Covid-19 Pandemisi’nin üretime ve ekonomiye yansımaları
Savaş Çokduygulu- KGK Yönetim Kurulu Üyesi
Ülkemizde pandeminin yarattığı olumsuzlukların kentimize de yansımaları elbette oluyor. Küçük esnaf zor durumda. Tedbirler dolayısıyla her sektör etkilendi. Özellikle tarımda, ülkemizin temel taşı olan Adana’da üreticiler, çok zor zamanlar geçiriyor.
Belediyeler kendilerine düşen sorumluluklarını olağanüstü bir çabayla yerine getiriyorlar. Sabah kahvaltılarından tutun da evlere sıcak yemek servisine kadar, vatandaşa hizmet anlamında birçok çalışma yürütüyorlar. Toplu ulaşıma araçlarının dezenfektasyonunun yanı sıra, otobüs durakları, apartmanlar, buralarda bulunan asansörlerin ilaçlanması gibi çok sayıda temizlik tedbiri de uygulanıyor. Yerel yönetimlerin bu hizmetleri takdire şayan.

══════════════════════════════

- **Beklenen**
Covid-19 salgınının üretime ve ekonomiye yansımalarını anlatan yukarıdaki yazıyı son cümlesinden itibaren sürdürebilir misin?

══════════════════════════════

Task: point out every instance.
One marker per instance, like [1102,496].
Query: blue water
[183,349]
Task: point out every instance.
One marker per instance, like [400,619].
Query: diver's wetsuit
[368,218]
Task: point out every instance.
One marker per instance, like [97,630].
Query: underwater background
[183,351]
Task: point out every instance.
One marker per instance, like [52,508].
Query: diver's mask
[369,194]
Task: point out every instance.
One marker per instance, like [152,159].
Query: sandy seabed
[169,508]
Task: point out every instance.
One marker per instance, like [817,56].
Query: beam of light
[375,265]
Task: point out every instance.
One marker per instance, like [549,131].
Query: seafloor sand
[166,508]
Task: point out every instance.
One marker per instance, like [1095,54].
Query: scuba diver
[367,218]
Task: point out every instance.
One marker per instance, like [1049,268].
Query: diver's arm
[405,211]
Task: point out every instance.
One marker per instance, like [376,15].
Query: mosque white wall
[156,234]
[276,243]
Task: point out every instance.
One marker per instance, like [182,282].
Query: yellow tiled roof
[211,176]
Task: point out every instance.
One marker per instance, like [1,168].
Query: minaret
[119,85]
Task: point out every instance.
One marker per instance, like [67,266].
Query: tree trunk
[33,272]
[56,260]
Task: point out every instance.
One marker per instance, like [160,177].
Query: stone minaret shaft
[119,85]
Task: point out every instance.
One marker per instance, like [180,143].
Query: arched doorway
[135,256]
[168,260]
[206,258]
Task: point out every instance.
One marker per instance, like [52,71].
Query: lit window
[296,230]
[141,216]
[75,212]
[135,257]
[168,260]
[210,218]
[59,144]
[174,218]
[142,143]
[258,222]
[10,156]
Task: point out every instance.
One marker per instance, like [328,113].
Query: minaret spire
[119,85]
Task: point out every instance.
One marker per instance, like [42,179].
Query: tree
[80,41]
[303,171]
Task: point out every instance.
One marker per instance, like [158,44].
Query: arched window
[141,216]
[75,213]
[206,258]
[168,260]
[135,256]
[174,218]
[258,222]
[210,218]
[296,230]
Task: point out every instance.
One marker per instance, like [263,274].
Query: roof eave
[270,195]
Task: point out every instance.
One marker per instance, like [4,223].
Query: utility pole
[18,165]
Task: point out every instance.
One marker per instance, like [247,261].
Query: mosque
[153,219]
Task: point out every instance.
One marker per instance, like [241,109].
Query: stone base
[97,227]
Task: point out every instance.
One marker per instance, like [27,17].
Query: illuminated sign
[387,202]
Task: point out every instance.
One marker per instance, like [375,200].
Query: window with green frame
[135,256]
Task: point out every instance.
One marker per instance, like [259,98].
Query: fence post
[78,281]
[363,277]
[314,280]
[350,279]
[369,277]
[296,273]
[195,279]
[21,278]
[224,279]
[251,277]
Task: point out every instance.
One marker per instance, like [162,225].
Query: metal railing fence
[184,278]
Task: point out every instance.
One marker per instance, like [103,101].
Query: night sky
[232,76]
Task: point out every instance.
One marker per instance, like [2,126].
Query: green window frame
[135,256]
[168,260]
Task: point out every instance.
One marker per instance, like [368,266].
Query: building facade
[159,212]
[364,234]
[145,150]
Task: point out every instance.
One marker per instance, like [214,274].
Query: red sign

══════════════════════════════

- **Göreve yanıt**
Ülkemizde ise Cumhurbaşkanımızın himayelerinde Sağlık Bakanlığının gösterdiği çabalar, aldığı tedbirler, Türkiye’nin ne kadar güçlü olduğunu gösteriyor. Tüm dünyada sağlık hizmetleri önemli ölçüde aksarken, ücretli olurken, Türkiye’de hükümetin vatandaşlara birçok sağlık hizmetini ücretsiz sağlaması, bütün dünyaya da örnek oldu. Hatırlayınız dünyada salgın ilk başladığında yurt dışında mahsur kalan bütün vatandaşlarını Türkiye Cumhuriyeti, özel uçaklarla yurda getirmişti.
Salgının ülkemiz ekonomisine yansımalarına şöyle bir baktığımızda; bazı alışkanlıklarımızın da değiştiğini görebiliriz. Şirketler, sanayicilerin çoğu, toplantılarını online yapmaya başladı. Tedbirlere sıkı sıkıya uyulması adına çalışmaları ona göre şekillendirerek çalışma saatlerinde revizeye gidildi. Bu gün gelinen noktada hafta sonları ve belirli saatlerde sokağa çıkma kısıtlaması uygulanmaya başlandı. Tabi yine de sokağa çıkma kısıtlamalarının belirli saatlerde olması yetmiyor.
Biz de Küresel Gazeteciler Konseyi olarak pandeminin ilk günlerinden itibaren maske, mesafe ve temizlik kurallarına riayet ettik. Birçok toplantımızı da online olarak yaptık. Tabi dijital toplantılar şirketlerde yüz yüze toplantılar kadar verimli olmadığı için ekonomiye yansımaları da farklı oldu.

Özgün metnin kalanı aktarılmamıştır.